== Written exercise ==
Render every line of the entries below as a JSON list of strings, one string per line, with blank lines omitted.

[Raw entries]
>>
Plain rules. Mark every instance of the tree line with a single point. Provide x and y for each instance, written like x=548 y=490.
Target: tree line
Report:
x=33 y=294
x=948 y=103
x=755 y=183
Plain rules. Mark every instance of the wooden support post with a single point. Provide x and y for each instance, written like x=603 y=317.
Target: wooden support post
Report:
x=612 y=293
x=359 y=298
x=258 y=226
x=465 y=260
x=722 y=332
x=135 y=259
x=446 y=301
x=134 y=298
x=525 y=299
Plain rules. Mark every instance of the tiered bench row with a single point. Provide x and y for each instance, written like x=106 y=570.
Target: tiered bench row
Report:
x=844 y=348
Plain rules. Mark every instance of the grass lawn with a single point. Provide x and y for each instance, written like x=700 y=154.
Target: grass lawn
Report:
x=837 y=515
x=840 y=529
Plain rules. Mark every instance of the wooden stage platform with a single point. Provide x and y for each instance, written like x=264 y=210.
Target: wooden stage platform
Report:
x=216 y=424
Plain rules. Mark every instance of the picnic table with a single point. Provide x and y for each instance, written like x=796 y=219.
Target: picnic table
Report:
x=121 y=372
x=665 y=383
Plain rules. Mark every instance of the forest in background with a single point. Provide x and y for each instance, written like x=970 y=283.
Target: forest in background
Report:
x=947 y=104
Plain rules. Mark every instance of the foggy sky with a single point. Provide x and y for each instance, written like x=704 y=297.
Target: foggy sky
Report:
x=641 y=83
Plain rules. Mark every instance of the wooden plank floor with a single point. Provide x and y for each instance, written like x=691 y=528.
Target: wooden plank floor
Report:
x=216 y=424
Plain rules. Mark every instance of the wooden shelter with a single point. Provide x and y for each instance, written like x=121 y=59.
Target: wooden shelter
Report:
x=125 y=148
<<
== Exercise answer ==
[
  "Plain rules. Mark every instance of the tree line with a single point. Provide x and y for each instance, written like x=548 y=490.",
  "Target: tree line",
  "Report:",
  "x=33 y=294",
  "x=948 y=103",
  "x=755 y=183",
  "Plain rules. Mark every instance of the wooden support post with a single point. Provide x and y for each instance, written like x=603 y=317.",
  "Target: wooden support post",
  "Report:",
  "x=612 y=293",
  "x=359 y=298",
  "x=258 y=226",
  "x=465 y=260",
  "x=722 y=332",
  "x=135 y=259",
  "x=446 y=301",
  "x=134 y=298",
  "x=525 y=299",
  "Plain rules. Mark every instance of the tiered bench row with a single point. Provide x and y for each instance, written like x=106 y=570.",
  "Target: tiered bench row",
  "Report:",
  "x=844 y=348",
  "Plain rules. Mark every instance of the grass lawn with a single point. Provide x and y for each instance, written like x=700 y=154.",
  "Target: grass lawn",
  "Report:",
  "x=837 y=515",
  "x=840 y=529",
  "Plain rules. Mark every instance of the wooden stage platform with a single point. Provide x and y for each instance, written like x=264 y=210.",
  "Target: wooden stage platform",
  "Report:",
  "x=216 y=424",
  "Plain rules. Mark every instance of the picnic table with a single point. Provide x and y for each instance, written like x=796 y=219.",
  "Target: picnic table",
  "Report:",
  "x=121 y=372",
  "x=665 y=383",
  "Plain rules. Mark every instance of the forest in background with a single point. Provide x and y for each instance, written like x=970 y=283.",
  "Target: forest in background",
  "Report:",
  "x=947 y=104",
  "Plain rules. Mark every instance of the foggy sky with a single point. Provide x and y for each instance, written like x=704 y=297.",
  "Target: foggy sky",
  "Report:",
  "x=641 y=83",
  "Plain rules. Mark every instance of the wooden plank floor with a single point. Provide x and y for each instance, written like x=691 y=528.",
  "Target: wooden plank floor",
  "Report:",
  "x=216 y=424",
  "Plain rules. Mark every instance of the wooden shelter with a single point. Provide x and y for each instance, written like x=121 y=59.",
  "Target: wooden shelter",
  "Report:",
  "x=125 y=148"
]